I don’t think uh much of that video is going to help us at trial. So, um hopefully much of that won’t come in. Um, but—but I—I’ve—I’ve put this—I’ve put this guy through—through a lot of training and uh I think he’s going to perform very well at trial. Um, was able to fix a lot of those emotional issues which got a lot of things uh back into place. Went over the videotape with him like game film and broke it down frame by frame and he was like kicking himself. I’m like, “Hey, yeah, it’s okay. You know, your first time through this.” But now he’s going to be ready for trial.

[12:06] Bill But here—here’s the—here’s the bigger problem. So, I’m—I’m with—I’m with the attorneys and uh talking to them during the lunch break during—during the witness prep and I asked them, I’m like, “So, you know, what’s going on with the case, settlement discussion, stuff like that.” And uh apparently the guy that died has five children. And they said that the plaintiff attorney is going to ask for $5 million per kid. 5 times 5 is $25 million. That’s going to be the demand for the jury.
──────
GOALS:
a) In the witness-preparation transcript, what total demand does the speaker expect the plaintiff attorney to put to the jury?
b) Continue the witness-preparation transcript from its final sentence, keeping the speaker's conversational voice.
The records that follow are not required for any of the work here.

Data records:
──────
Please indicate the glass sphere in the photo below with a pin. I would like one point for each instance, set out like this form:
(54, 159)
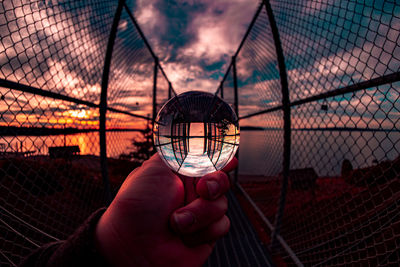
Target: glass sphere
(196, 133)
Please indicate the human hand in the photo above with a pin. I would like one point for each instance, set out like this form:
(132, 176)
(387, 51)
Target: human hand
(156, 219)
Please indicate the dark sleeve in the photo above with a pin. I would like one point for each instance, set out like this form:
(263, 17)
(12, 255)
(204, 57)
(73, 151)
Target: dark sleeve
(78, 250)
──────
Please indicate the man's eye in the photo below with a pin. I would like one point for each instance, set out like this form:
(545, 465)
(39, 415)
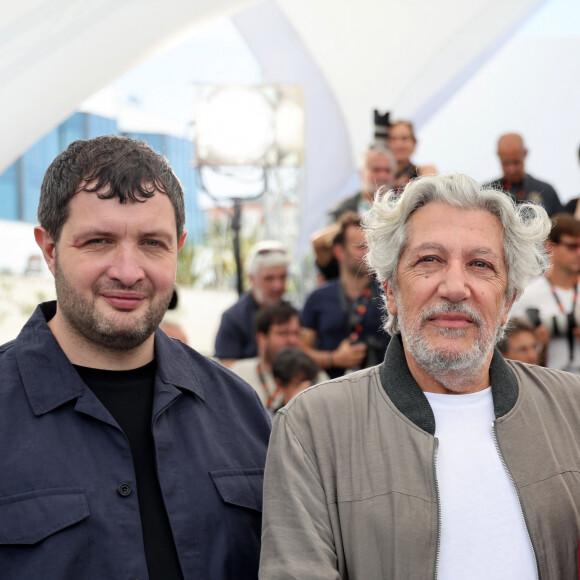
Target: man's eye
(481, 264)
──────
ANSWERS TO THE EXERCISES:
a) $25 million, based on $5 million for each of the five children.

b)
And you know, they’re the—plaintiff attorney right now wants like 5 to 7 million to settle and the insurance company won’t settle. So, trials next Monday. So, I—I asked, I said. So, uh and everything’s on video. We have you know dash cam video and things like that. Uh post-accident pictures which are really—really bad. I said, “Did—did you—did—did you do any jury research?” And the attorney said, “No. No, no. We—we wanted to, but the insurance company said they just—they just didn’t want to spend the money.”

[13:46] Bill So, they knowingly—they know. So, we have a fatality with five children. They know um that $25 million is going to be asked for. We have dash cam video of very bad pictures. We—we have a—we have a [__] deposition of our driver and we know nothing. Let me repeat that. Nothing. Zero about how jurors see this case. Nothing. Zero.

Now, let’s assume, let’s go back to jury research. Let’s assume the plaintiff attorney in this case at a minimal has done one basic focus group—just one. They would be miles ahead of us on theme development, on juror profiles for jury selection, what jurors understand, what they don’t understand—miles ahead. Now, we know this is probably not the case. It’s—it’s—it’s worse because what if they’ve done three jury projects? They did one very early in the case and then when discovery came in, they did some more and then maybe a month ago, a month before trial, they did another one.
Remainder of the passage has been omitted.